▶ **Directions for this task**
Please repeat the part of the text on the TRIPS Agreement that opens with "The TRIPS Agreement obliges" and closes with "for pharmaceutical research.", switching each "essential drugs" to "essential medicines".

▶ **Text section**
————————

Dr Germán Velásquez, Coordinator of the Drug Action Programme, WHO Geneva, presented a paper on this topic.
The Uruguay Round led to the creation of the World Trade Organization (WTO), which became operational in January 1995. The WTO is the international organization dealing with rules of trade between nations. WTO administers global trade agreements that were negotiated and approved during the Uruguay Round, and are binding on all Members.
Among these agreements, the Agreement on Trade-Related Aspects of Intellectual Property Rights (TRIPS) links intellectual property and trade issues for the first time and relates it to a multilateral mechanism for settling disputes between WTO Members on intellectual property. This agreement is the most comprehensive international agreement ever reached on intellectual property. It establishes minimum universal standards for almost all rights in this field (such as copyrights, patents and trademarks), including patent protection for pharmaceutical products, which may have a significant impact on access to drugs in developing countries.
Under the TRIPS Agreement, all WTO Members (139 in November 2000) have to make patent protection available for at least 20 years for any invention of pharmaceutical products or process which fulfils the criteria of novelty, inventiveness and usefulness.
Prior to the TRIPS Agreement, many countries did not make patent protection available for pharmaceuticals, in order to permit the manufacture of copies and generic equivalents of drugs at reduced prices.
Some characteristics of the TRIPS Agreement:
• Minimum standards for intellectual property.
• Obligatory for all members of WTO.
• New: patents for products and processes.
• Patents for a minimum period of 20 years.
• A certain amount of freedom for Members.
• The terms “invention” and “discovery” are not defined in the Agreement.
The TRIPS Agreement obliges Members to treat inventions in the pharmaceutical field like inventions in any other field of technology. But essential drugs are NOT simple commodities and access to essential drugs is a human right. Patent protection has been an incentive for research and development for new drugs although it does not follow that these have been affordable to all people. Patents should be managed in an impartial way protecting the interest of the patent holder as well as safeguarding public health principles. The patent system in the private sector should not be seen as the only source of finance for pharmaceutical research.

————————

▶ **Records from a data collection**
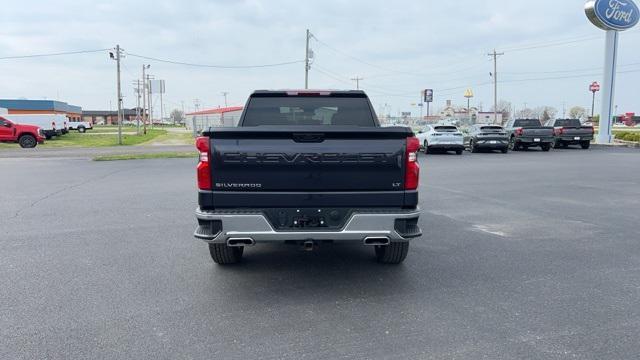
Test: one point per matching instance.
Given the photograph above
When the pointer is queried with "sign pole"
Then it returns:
(608, 86)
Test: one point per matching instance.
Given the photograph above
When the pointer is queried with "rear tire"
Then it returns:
(394, 253)
(27, 141)
(224, 255)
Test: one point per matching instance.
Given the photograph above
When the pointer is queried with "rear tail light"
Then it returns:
(412, 168)
(204, 169)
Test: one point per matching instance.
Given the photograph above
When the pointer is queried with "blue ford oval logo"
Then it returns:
(613, 14)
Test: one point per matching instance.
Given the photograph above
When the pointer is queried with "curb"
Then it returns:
(618, 144)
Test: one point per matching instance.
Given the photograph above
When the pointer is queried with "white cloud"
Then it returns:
(438, 44)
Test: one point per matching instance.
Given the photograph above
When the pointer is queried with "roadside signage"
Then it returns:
(613, 16)
(618, 15)
(428, 95)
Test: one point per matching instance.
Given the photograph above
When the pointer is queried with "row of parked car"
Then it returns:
(518, 134)
(30, 130)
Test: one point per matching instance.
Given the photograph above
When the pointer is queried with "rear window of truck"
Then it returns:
(309, 110)
(445, 129)
(527, 123)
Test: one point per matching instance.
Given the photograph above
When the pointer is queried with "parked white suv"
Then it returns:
(441, 137)
(81, 126)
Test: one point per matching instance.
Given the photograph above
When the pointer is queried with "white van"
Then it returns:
(51, 124)
(81, 126)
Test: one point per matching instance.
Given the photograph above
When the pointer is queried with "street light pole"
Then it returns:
(495, 84)
(116, 57)
(306, 62)
(357, 80)
(144, 99)
(469, 94)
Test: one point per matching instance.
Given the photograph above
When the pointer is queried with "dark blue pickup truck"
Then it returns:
(308, 167)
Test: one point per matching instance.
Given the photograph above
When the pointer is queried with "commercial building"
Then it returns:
(228, 116)
(33, 107)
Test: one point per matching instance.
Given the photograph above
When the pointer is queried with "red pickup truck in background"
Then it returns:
(28, 136)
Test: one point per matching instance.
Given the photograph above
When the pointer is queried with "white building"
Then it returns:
(488, 118)
(221, 117)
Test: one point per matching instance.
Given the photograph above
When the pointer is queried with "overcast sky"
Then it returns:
(551, 50)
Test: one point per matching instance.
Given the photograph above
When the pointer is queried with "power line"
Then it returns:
(214, 66)
(565, 71)
(566, 77)
(53, 54)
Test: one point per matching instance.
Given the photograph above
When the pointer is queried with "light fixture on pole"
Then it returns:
(594, 88)
(613, 16)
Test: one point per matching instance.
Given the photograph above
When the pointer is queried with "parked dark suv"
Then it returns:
(487, 137)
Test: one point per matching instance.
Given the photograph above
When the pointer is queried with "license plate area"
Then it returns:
(307, 219)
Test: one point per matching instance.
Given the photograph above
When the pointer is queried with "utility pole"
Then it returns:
(145, 113)
(357, 80)
(196, 104)
(184, 116)
(116, 57)
(150, 95)
(495, 84)
(225, 93)
(138, 106)
(306, 62)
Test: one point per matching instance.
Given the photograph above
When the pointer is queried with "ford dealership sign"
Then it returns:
(615, 15)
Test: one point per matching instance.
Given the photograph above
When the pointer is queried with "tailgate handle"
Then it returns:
(308, 138)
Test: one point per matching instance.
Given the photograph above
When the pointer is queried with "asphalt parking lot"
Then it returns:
(527, 255)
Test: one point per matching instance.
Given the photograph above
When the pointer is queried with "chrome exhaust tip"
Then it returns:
(377, 241)
(239, 242)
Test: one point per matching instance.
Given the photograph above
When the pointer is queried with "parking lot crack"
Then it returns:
(66, 188)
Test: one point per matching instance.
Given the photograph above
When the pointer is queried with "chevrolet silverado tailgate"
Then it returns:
(308, 158)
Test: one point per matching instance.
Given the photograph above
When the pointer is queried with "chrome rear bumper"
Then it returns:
(220, 227)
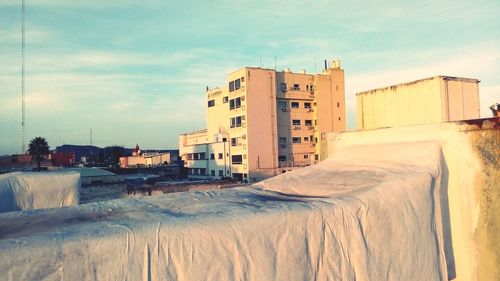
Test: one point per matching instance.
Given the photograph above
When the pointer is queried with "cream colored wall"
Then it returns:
(463, 98)
(472, 158)
(258, 136)
(431, 100)
(217, 116)
(405, 104)
(239, 132)
(295, 152)
(330, 91)
(261, 122)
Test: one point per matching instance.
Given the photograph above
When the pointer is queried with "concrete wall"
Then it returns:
(472, 157)
(431, 100)
(262, 123)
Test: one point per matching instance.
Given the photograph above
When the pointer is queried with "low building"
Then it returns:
(148, 158)
(62, 158)
(430, 100)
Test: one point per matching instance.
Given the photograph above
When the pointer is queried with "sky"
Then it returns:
(134, 72)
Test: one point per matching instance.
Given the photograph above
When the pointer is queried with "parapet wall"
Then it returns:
(471, 152)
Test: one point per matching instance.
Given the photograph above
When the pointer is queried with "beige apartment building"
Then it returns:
(264, 122)
(431, 100)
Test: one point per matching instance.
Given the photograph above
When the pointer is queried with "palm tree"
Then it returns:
(38, 149)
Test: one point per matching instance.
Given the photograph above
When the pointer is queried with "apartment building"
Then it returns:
(264, 122)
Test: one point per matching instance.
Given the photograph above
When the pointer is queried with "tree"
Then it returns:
(38, 148)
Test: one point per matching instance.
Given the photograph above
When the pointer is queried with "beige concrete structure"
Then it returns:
(146, 159)
(431, 100)
(265, 122)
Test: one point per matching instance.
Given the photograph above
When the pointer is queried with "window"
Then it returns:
(237, 84)
(234, 141)
(283, 87)
(235, 103)
(236, 159)
(236, 122)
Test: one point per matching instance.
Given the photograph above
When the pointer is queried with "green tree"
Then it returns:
(38, 148)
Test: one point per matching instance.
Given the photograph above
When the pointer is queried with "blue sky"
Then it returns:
(135, 71)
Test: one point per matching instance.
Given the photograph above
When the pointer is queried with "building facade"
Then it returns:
(147, 159)
(431, 100)
(264, 122)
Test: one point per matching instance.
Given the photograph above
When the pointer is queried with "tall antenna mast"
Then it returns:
(23, 123)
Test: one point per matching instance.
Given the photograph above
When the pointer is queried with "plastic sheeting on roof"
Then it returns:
(344, 219)
(31, 190)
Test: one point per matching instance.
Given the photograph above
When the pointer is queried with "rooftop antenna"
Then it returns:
(23, 123)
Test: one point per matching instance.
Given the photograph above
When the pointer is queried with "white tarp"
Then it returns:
(38, 190)
(352, 217)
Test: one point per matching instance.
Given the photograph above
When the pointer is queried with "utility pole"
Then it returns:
(23, 123)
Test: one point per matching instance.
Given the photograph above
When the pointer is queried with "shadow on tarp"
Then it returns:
(446, 221)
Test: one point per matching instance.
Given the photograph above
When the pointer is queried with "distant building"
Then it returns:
(495, 109)
(264, 122)
(431, 100)
(62, 158)
(148, 159)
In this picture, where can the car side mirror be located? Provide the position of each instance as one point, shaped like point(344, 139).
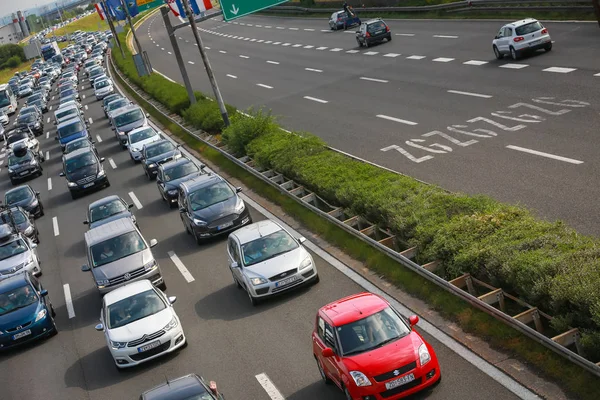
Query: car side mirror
point(328, 352)
point(413, 319)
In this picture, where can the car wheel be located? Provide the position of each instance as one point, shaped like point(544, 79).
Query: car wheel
point(497, 53)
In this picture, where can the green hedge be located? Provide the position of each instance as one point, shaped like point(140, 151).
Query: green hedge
point(544, 263)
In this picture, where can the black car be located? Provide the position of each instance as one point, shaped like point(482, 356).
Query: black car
point(210, 206)
point(24, 196)
point(157, 153)
point(84, 172)
point(186, 387)
point(22, 220)
point(24, 163)
point(373, 31)
point(171, 174)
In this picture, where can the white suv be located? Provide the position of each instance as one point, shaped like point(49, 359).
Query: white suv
point(519, 37)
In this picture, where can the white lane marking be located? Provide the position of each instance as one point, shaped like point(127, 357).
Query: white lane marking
point(55, 226)
point(364, 78)
point(475, 62)
point(402, 121)
point(69, 301)
point(315, 99)
point(135, 200)
point(184, 271)
point(542, 154)
point(269, 387)
point(514, 66)
point(559, 70)
point(484, 96)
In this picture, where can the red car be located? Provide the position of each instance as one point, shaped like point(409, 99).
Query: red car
point(370, 351)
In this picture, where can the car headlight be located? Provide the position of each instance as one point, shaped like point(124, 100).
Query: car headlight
point(118, 345)
point(307, 262)
point(360, 379)
point(258, 281)
point(424, 355)
point(41, 315)
point(149, 266)
point(171, 324)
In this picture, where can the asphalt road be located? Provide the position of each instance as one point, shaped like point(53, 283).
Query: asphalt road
point(229, 340)
point(397, 104)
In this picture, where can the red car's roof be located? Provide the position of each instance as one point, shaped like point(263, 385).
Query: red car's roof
point(353, 308)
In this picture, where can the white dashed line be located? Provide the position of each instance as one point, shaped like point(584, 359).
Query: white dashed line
point(184, 271)
point(55, 226)
point(559, 70)
point(269, 387)
point(402, 121)
point(484, 96)
point(315, 99)
point(542, 154)
point(135, 200)
point(364, 78)
point(69, 301)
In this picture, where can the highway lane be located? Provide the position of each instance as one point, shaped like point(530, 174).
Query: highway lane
point(230, 341)
point(321, 91)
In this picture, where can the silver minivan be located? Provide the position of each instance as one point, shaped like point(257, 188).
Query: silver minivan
point(118, 254)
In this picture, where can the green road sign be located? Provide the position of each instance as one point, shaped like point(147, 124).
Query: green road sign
point(233, 9)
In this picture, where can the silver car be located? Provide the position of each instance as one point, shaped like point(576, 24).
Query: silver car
point(266, 260)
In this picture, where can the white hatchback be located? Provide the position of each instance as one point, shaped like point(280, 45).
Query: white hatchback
point(519, 37)
point(139, 324)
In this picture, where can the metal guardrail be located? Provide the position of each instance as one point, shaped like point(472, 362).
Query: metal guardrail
point(385, 242)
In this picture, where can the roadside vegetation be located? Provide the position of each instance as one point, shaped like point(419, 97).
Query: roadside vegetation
point(545, 263)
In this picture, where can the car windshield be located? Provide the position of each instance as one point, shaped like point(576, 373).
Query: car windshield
point(267, 247)
point(106, 210)
point(180, 170)
point(159, 149)
point(529, 28)
point(371, 332)
point(17, 298)
point(12, 249)
point(70, 129)
point(134, 308)
point(210, 195)
point(116, 248)
point(143, 134)
point(129, 117)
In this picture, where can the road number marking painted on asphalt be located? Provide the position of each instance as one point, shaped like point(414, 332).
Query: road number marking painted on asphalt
point(184, 271)
point(135, 200)
point(269, 387)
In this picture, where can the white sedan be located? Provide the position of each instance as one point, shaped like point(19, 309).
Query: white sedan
point(139, 324)
point(266, 260)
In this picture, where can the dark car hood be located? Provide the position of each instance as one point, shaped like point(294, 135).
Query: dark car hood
point(91, 170)
point(217, 211)
point(19, 317)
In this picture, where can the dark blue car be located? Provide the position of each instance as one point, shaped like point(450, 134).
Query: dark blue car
point(26, 313)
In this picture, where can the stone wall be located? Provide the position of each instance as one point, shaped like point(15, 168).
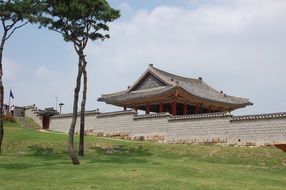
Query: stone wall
point(30, 111)
point(213, 128)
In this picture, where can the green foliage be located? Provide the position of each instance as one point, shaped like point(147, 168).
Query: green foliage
point(35, 160)
point(78, 20)
point(14, 11)
point(8, 118)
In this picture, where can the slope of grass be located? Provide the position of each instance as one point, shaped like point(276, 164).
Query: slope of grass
point(35, 160)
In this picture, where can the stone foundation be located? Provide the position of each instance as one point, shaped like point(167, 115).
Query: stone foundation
point(208, 129)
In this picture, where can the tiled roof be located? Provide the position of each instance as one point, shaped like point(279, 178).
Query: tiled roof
point(195, 87)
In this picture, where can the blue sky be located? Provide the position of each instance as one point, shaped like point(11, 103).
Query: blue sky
point(236, 46)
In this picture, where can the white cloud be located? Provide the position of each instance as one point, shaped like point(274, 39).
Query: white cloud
point(237, 46)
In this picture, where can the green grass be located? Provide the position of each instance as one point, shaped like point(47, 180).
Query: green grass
point(36, 160)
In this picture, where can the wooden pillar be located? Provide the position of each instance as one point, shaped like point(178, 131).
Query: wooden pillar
point(161, 108)
point(185, 108)
point(174, 107)
point(147, 109)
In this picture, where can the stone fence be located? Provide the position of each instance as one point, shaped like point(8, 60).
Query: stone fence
point(212, 128)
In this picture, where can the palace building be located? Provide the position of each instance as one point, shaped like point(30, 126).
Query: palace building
point(159, 91)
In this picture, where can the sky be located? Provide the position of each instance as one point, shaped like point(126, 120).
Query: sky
point(238, 46)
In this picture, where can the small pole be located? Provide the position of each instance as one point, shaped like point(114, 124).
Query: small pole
point(56, 102)
point(9, 100)
point(61, 104)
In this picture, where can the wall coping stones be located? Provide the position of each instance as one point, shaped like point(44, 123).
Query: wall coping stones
point(156, 115)
point(107, 114)
point(259, 116)
point(200, 116)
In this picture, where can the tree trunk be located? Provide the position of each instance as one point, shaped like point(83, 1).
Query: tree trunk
point(82, 112)
point(71, 150)
point(1, 90)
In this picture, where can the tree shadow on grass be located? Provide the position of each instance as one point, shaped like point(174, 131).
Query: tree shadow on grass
point(122, 155)
point(14, 166)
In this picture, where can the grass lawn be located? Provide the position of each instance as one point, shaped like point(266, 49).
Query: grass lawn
point(37, 160)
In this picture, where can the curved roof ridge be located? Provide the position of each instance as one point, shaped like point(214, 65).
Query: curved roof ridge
point(175, 77)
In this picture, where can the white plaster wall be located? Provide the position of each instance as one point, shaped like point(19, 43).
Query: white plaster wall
point(30, 112)
point(218, 129)
point(113, 124)
point(266, 130)
point(198, 130)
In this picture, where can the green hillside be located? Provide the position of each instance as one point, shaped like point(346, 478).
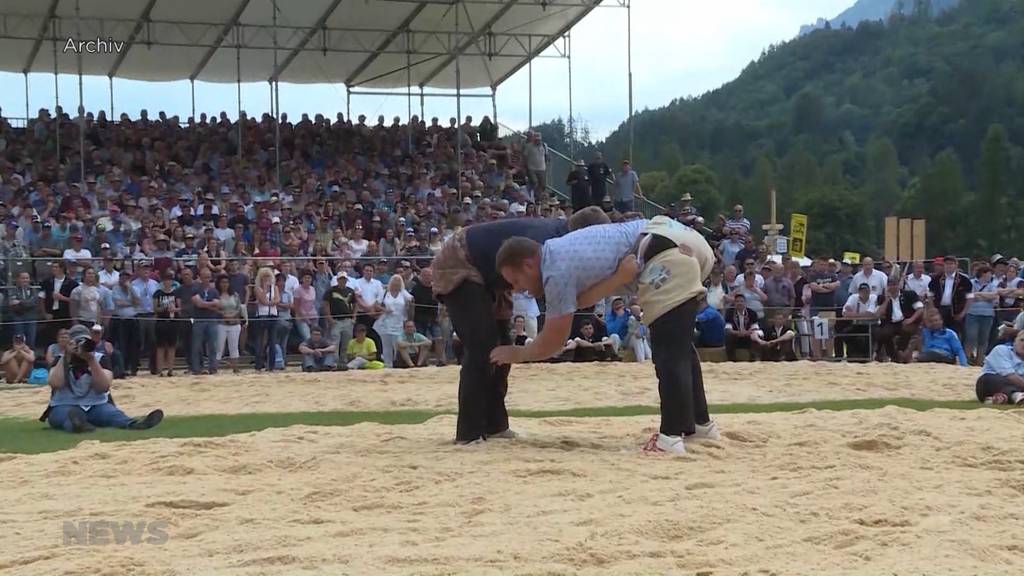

————————

▶ **Solution to the exercise**
The TRIPS Agreement obliges Members to treat inventions in the pharmaceutical field like inventions in any other field of technology. But essential medicines are NOT simple commodities and access to essential medicines is a human right. Patent protection has been an incentive for research and development for new drugs although it does not follow that these have been affordable to all people. Patents should be managed in an impartial way protecting the interest of the patent holder as well as safeguarding public health principles. The patent system in the private sector should not be seen as the only source of finance for pharmaceutical research.